Text
▬▬▬▬▬▬▬▬▬▬

# Vriesea Yamamoto Hybrid pups



## Guest (Jul 28, 2006)

I've got a Vriesea Yamamoto Hybrid, I think










And it now has three pups. When will I be able to remove the pups? Will they become removable or will I have to cut them out?

Thanks


----------



## Frogtofall (Feb 16, 2006)

A lot of Vrieseas grow pups in the cups and REALLY close to the mother. Sometimes you have to gut up the mother to get to the pups, other times they will grow out far enough for you to cut them out.


----------



## Guest (Jul 28, 2006)

That was fast. 
Yea they are growing midway up the plant, so I guess thats pretty close to the center.


----------



## Dartfrogfreak (Jun 22, 2005)

Actually if you remove the soil and the leaves under the pup you should find a very short stolon just cut it off there!



BTW where did you find that ???




Todd


----------



## Ryan (Feb 18, 2004)

I usually just break it off, b ut you have to be careful. So far all but one made it.


----------



## Guest (Jul 29, 2006)

I got it a nursery in Long Island, on route 25A, if anyone is interested. only $5 bucks.
I think I will wait a few months till they grow more and then see if I can break it off or something.


----------



## Dartfrogfreak (Jun 22, 2005)

Personally with Vreisia and Guzmania I wait till the pups are 3/4 grown or even fullgrown.

THe other thing to keep in mind , is yours fullgrown or is it stunted like most other common Vriesia?>>>??




Todd


----------



## Guest (Jul 29, 2006)

Its only 6" tall. Is that the stunted form?


----------



## Frogtofall (Feb 16, 2006)

It sure is. They use a chemical to induce flowering early to make it look "cute".


----------



## Guest (Jul 29, 2006)

How much bigger are they supposed to get? Will the pups grow to normal size?


----------



## Frogtofall (Feb 16, 2006)

Khamul1of9 said:


> How much bigger are they supposed to get? Will the pups grow to normal size?


The plant is done growing. Its stunted. The pups should come out normal though. Thats gonna be funny looking.


----------



## Dartfrogfreak (Jun 22, 2005)

Honestly since yur plant is stunted I wouldnt remove the pups until they are about 1 1/2 X the size of your mother plant .
This way you know yur not removing them too soon.


Todd


----------



## Guest (Jul 29, 2006)

Thats what I was thinking. Thanks all!!!


----------

▬▬▬▬▬▬▬▬▬▬

Data entries
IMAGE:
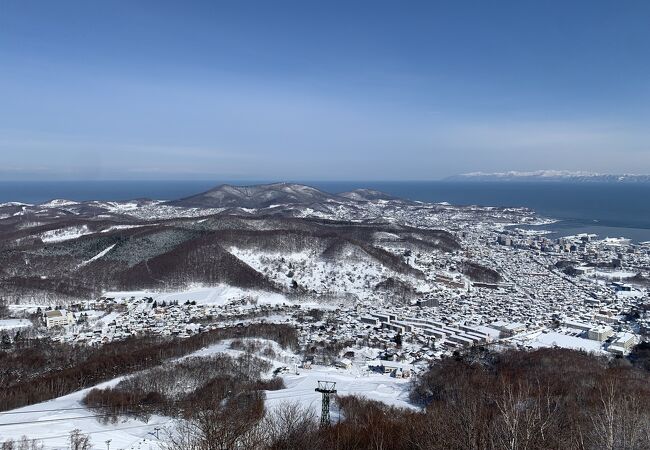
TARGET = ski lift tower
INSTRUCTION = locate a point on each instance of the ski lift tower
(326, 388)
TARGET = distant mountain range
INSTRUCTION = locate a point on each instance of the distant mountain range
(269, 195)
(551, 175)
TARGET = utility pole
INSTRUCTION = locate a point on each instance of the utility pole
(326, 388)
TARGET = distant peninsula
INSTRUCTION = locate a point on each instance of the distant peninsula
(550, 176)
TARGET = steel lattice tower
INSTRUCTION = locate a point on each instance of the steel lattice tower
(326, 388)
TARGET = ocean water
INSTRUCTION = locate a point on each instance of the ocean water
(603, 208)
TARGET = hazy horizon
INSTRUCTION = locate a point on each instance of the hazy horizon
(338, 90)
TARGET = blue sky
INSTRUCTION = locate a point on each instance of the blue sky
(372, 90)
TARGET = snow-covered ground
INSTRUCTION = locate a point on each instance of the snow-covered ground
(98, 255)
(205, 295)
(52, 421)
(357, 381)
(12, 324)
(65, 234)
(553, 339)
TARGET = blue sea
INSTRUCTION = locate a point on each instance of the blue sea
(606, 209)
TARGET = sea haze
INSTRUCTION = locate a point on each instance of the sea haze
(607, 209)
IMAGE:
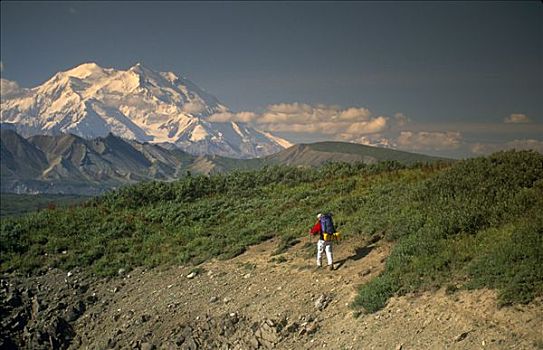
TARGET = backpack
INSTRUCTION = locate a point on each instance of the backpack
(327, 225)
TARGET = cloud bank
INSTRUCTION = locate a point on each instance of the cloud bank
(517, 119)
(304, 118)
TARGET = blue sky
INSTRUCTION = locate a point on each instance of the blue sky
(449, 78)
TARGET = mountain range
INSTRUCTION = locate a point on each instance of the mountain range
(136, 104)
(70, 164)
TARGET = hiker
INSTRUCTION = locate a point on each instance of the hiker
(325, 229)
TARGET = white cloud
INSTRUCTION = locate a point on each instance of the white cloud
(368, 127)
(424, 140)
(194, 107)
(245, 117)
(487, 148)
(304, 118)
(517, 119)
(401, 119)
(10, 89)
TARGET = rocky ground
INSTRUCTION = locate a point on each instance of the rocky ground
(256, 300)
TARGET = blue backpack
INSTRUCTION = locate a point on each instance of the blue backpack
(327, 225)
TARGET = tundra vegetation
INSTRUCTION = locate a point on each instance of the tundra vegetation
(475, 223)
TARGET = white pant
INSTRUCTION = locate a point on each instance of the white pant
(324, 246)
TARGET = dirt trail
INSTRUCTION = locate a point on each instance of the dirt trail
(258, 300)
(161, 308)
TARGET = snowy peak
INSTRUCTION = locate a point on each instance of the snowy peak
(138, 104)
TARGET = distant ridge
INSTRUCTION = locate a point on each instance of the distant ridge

▬▬▬▬▬▬▬▬▬▬

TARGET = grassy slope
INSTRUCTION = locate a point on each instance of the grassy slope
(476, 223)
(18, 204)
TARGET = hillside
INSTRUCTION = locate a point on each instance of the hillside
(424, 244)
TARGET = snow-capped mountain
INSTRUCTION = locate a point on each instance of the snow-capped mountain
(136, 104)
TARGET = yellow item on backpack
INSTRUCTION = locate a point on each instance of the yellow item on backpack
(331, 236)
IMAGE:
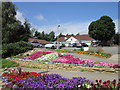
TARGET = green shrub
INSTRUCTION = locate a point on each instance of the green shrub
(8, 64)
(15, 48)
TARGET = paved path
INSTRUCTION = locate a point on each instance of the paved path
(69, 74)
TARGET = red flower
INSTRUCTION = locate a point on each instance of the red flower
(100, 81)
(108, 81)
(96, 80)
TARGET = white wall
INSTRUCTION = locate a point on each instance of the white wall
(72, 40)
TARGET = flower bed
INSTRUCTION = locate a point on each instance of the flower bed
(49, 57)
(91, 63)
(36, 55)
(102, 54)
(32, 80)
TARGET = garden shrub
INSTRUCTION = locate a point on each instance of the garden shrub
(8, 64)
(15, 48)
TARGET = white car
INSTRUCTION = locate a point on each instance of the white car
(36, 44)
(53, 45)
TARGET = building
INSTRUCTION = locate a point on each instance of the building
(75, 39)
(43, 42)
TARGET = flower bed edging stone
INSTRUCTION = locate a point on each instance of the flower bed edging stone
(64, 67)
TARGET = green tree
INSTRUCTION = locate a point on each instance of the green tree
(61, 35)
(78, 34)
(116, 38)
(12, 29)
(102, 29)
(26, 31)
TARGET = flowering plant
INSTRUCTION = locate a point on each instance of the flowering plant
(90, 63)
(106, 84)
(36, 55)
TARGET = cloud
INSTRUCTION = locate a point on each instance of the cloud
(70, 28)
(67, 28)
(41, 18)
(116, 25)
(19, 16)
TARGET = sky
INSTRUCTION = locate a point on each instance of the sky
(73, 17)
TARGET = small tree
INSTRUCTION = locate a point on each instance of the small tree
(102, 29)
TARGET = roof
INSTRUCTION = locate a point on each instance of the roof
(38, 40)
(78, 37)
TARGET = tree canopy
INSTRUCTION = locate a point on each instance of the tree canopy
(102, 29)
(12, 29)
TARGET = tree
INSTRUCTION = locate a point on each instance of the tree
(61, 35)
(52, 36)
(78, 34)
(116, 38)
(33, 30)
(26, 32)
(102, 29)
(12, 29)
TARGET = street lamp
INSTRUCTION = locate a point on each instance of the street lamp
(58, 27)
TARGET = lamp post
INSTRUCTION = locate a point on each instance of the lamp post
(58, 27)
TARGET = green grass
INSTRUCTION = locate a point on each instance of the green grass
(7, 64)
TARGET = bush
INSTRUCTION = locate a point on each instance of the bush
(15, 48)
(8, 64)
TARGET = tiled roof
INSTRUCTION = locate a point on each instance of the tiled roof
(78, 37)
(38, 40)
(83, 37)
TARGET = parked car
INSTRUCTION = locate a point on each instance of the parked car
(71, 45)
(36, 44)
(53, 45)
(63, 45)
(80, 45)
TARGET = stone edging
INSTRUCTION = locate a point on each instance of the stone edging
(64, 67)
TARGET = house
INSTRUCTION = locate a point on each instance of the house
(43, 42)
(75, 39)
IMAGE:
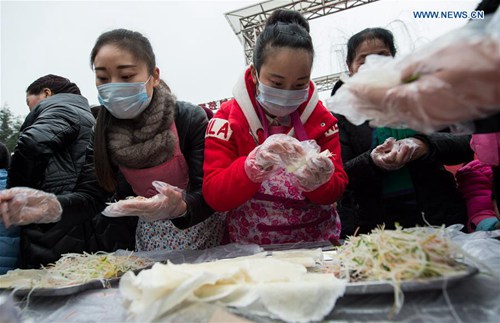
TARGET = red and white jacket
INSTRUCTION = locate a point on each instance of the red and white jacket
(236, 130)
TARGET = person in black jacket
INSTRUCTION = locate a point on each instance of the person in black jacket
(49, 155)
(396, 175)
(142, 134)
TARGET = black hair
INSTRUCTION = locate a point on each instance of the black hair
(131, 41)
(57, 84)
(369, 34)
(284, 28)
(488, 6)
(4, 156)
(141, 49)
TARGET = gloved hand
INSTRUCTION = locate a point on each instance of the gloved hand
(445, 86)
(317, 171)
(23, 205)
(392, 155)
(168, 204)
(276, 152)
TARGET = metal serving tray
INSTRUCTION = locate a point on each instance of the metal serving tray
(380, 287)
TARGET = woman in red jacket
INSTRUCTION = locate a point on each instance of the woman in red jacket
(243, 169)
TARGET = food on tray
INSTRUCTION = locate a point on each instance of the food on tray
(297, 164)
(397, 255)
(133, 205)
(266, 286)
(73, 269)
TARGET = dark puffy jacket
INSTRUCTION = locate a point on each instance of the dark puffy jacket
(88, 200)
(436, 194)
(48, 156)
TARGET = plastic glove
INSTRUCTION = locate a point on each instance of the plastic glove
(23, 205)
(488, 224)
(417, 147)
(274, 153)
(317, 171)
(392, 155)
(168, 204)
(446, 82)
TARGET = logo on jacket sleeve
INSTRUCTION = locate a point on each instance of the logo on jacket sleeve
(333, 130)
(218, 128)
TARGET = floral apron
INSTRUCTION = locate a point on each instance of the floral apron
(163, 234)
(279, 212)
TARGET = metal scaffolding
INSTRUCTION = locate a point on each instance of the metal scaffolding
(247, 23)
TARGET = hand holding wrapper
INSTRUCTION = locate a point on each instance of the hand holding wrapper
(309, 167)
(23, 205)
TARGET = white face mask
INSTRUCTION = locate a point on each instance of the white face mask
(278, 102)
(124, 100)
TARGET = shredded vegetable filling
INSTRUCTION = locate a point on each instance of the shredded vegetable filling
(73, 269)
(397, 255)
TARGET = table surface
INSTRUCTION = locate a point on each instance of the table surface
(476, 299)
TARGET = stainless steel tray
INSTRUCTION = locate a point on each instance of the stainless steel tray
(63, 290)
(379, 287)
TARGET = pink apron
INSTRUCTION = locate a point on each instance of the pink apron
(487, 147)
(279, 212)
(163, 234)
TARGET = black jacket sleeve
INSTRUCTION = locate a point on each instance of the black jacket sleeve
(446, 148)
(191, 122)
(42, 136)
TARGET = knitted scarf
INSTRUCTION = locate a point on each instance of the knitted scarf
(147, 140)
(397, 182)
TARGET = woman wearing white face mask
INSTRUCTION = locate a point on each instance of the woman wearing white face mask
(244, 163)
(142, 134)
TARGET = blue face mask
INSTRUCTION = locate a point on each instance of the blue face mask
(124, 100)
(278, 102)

▬▬▬▬▬▬▬▬▬▬

Short problem A
In the Vriesea pups thread, retype everything from "A lot of Vrieseas" down to "cut them out.".
Short problem B
Rewrite the paragraph beginning "A lot of Vrieseas grow pups" from the Vriesea pups thread more briefly.
Short problem C
In the Vriesea pups thread, how much did the plant from the Long Island nursery on route 25A cost?

Final answer A
A lot of Vrieseas grow pups in the cups and REALLY close to the mother. Sometimes you have to gut up the mother to get to the pups, other times they will grow out far enough for you to cut them out.

Final answer B
Many Vrieseas grow pups in the cups, very close to the mother plant. Sometimes you must cut into the mother to reach them. Other times the pups grow out far enough to be cut free.

Final answer C
$5.